What to produce → Write each of the records out again exactly.

Input →
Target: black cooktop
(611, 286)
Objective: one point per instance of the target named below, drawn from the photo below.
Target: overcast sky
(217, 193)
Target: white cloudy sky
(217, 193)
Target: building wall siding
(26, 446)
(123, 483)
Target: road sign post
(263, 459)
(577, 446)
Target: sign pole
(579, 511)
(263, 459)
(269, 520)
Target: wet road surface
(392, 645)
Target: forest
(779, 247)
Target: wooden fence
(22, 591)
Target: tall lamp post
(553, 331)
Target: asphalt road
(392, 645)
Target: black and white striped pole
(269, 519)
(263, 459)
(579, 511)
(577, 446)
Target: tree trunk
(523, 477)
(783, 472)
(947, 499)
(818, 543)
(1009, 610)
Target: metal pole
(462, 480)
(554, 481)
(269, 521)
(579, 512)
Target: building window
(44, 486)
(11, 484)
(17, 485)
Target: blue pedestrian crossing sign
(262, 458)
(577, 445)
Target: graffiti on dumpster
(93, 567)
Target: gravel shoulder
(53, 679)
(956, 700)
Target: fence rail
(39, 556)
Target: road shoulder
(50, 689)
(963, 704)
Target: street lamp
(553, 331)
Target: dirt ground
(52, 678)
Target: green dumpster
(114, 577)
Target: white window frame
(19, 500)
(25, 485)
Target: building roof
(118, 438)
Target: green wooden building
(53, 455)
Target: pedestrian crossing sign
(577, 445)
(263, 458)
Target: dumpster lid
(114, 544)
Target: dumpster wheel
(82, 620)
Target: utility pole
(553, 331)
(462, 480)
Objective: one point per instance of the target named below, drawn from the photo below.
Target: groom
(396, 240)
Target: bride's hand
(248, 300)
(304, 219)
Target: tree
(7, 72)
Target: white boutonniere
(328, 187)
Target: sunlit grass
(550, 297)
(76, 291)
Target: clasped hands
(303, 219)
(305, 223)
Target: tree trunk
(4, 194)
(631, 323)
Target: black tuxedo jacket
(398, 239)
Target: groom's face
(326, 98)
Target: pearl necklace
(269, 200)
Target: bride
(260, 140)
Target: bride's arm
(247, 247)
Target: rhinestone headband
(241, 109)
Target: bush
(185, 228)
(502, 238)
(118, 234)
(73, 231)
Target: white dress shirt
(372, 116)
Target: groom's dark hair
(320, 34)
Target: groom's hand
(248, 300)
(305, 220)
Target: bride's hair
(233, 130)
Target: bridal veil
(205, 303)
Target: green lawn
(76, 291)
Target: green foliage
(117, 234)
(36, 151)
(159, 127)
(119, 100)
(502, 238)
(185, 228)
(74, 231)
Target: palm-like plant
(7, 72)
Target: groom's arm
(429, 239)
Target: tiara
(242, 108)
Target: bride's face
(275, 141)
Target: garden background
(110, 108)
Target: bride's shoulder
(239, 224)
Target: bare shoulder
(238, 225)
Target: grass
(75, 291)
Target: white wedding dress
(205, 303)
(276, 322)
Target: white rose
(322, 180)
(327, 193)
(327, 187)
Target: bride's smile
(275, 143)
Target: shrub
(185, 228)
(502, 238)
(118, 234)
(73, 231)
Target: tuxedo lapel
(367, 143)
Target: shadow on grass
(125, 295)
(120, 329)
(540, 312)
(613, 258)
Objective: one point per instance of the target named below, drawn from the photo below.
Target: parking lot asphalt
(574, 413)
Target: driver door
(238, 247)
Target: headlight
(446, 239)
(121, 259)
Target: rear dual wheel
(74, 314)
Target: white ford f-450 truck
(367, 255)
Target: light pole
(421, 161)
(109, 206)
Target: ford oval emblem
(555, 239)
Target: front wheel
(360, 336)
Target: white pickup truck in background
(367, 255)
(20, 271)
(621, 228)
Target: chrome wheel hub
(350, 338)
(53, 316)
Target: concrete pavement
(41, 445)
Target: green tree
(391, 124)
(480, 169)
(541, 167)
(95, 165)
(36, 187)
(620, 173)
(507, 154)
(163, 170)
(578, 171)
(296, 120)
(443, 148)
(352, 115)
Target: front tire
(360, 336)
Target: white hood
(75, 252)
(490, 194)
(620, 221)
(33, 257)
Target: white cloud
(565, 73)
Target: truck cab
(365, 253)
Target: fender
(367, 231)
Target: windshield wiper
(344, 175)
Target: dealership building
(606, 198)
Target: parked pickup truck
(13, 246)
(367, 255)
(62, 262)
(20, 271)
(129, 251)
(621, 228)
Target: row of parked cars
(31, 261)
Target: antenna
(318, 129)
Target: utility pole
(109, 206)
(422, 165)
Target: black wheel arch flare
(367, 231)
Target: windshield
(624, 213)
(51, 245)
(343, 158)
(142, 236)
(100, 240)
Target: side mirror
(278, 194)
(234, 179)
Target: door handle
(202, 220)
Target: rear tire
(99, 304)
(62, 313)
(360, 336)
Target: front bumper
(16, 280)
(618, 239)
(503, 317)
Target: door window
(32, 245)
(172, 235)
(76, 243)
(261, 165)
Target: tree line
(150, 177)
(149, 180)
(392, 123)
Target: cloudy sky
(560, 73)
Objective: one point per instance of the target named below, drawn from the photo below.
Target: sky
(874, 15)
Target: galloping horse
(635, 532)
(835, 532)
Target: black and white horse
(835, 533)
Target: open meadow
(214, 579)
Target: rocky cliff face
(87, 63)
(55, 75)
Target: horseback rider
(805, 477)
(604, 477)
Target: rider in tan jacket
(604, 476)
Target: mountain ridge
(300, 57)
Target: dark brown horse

Solution for this exercise →
Target: black cooktop
(611, 286)
Objective: one point per instance of the target named below, drawn from the photo below.
Target: overcast sky
(217, 193)
Target: white cloudy sky
(217, 193)
Target: building wall siding
(26, 446)
(123, 483)
Target: road sign post
(263, 459)
(577, 446)
Target: sign pole
(579, 511)
(263, 459)
(269, 520)
Target: wet road surface
(392, 645)
Target: forest
(779, 247)
Target: wooden fence
(22, 591)
Target: tall lamp post
(553, 331)
Target: asphalt road
(392, 645)
Target: black and white striped pole
(269, 519)
(263, 459)
(579, 511)
(577, 446)
Target: tree trunk
(523, 477)
(783, 472)
(947, 499)
(818, 543)
(1009, 610)
Target: metal pole
(462, 480)
(554, 481)
(269, 521)
(579, 512)
Target: building window
(44, 486)
(11, 484)
(17, 485)
Target: blue pedestrian crossing sign
(262, 458)
(577, 445)
Target: graffiti on dumpster
(93, 567)
Target: gravel shoulder
(53, 679)
(956, 700)
Target: fence rail
(39, 556)
Target: road shoulder
(50, 689)
(963, 704)
Target: street lamp
(553, 331)
Target: dirt ground
(52, 678)
Target: green dumpster
(114, 577)
Target: white window frame
(19, 500)
(25, 485)
Target: building roof
(118, 438)
Target: green wooden building
(53, 455)
Target: pedestrian crossing sign
(577, 445)
(263, 458)
Target: dumpster lid
(114, 544)
Target: dumpster wheel
(82, 620)
Target: utility pole
(553, 331)
(462, 480)
Objective: one point per instance of the target named below, drawn from the photo below.
Target: groom
(396, 240)
Target: bride's hand
(248, 300)
(304, 219)
Target: tree
(7, 72)
Target: white boutonniere
(328, 187)
Target: sunlit grass
(550, 297)
(76, 291)
Target: clasped hands
(303, 219)
(305, 223)
Target: tree trunk
(4, 194)
(631, 323)
Target: black tuxedo jacket
(398, 239)
Target: groom's face
(326, 98)
Target: pearl necklace
(269, 200)
Target: bride
(260, 140)
Target: bride's arm
(247, 247)
Target: rhinestone headband
(241, 109)
Target: bush
(185, 228)
(502, 238)
(118, 234)
(73, 231)
Target: white dress shirt
(372, 116)
Target: groom's dark hair
(320, 34)
Target: groom's hand
(248, 300)
(305, 220)
Target: bride's hair
(233, 130)
Target: bridal veil
(205, 303)
Target: green lawn
(76, 291)
Target: green foliage
(117, 234)
(36, 151)
(159, 127)
(119, 100)
(502, 238)
(185, 228)
(74, 231)
Target: palm-like plant
(7, 72)
Target: groom's arm
(429, 239)
Target: tiara
(242, 108)
Target: bride's face
(275, 141)
Target: garden background
(110, 108)
Target: bride's shoulder
(239, 224)
Target: bare shoulder
(238, 225)
Target: grass
(75, 291)
Target: white wedding dress
(205, 303)
(276, 322)
Target: white rose
(322, 180)
(327, 193)
(327, 187)
Target: bride's smile
(275, 143)
Target: shrub
(185, 228)
(502, 238)
(118, 234)
(73, 231)
Target: tuxedo lapel
(367, 143)
Target: shadow on grass
(125, 295)
(120, 329)
(540, 312)
(613, 258)
Objective: one point per instance of the target named below, drawn from the photo below.
Target: parking lot asphalt
(574, 413)
Target: driver door
(238, 247)
Target: headlight
(446, 239)
(121, 259)
Target: rear dual wheel
(74, 314)
Target: white ford f-450 truck
(367, 255)
Target: light pole
(421, 161)
(109, 206)
Target: ford oval emblem
(555, 239)
Target: front wheel
(360, 336)
Target: white pickup truck in background
(367, 255)
(20, 271)
(621, 228)
Target: chrome wheel hub
(350, 338)
(53, 316)
Target: concrete pavement
(41, 445)
Target: green tree
(391, 124)
(480, 169)
(541, 167)
(95, 165)
(36, 187)
(620, 173)
(507, 154)
(163, 170)
(578, 171)
(296, 120)
(443, 148)
(352, 115)
Target: front tire
(360, 336)
Target: white hood
(75, 252)
(490, 194)
(620, 221)
(33, 257)
Target: white cloud
(565, 73)
Target: truck cab
(365, 253)
Target: fender
(367, 231)
Target: windshield wiper
(344, 175)
Target: dealership building
(606, 198)
Target: parked pickup truck
(13, 246)
(367, 255)
(62, 262)
(20, 271)
(129, 251)
(621, 228)
Target: row of parked cars
(31, 261)
Target: antenna
(318, 129)
Target: utility pole
(109, 206)
(422, 165)
Target: black wheel arch flare
(367, 231)
Target: windshield
(624, 213)
(51, 245)
(343, 158)
(142, 236)
(100, 240)
Target: side mirror
(278, 194)
(234, 179)
Target: door handle
(202, 220)
Target: rear tire
(99, 304)
(62, 313)
(360, 336)
Target: front bumper
(16, 280)
(618, 239)
(503, 317)
Target: door window
(32, 245)
(172, 235)
(76, 243)
(261, 165)
Target: tree line
(150, 177)
(149, 180)
(392, 123)
Target: cloudy sky
(560, 73)
Objective: one point per instance of the target named below, drawn from the photo below.
Target: sky
(874, 15)
Target: galloping horse
(635, 532)
(835, 532)
Target: black and white horse
(835, 533)
Target: open meadow
(214, 579)
Target: rocky cliff face
(87, 63)
(55, 75)
Target: horseback rider
(805, 477)
(604, 477)
Target: rider in tan jacket
(604, 476)
Target: mountain ridge
(300, 57)
Target: dark brown horse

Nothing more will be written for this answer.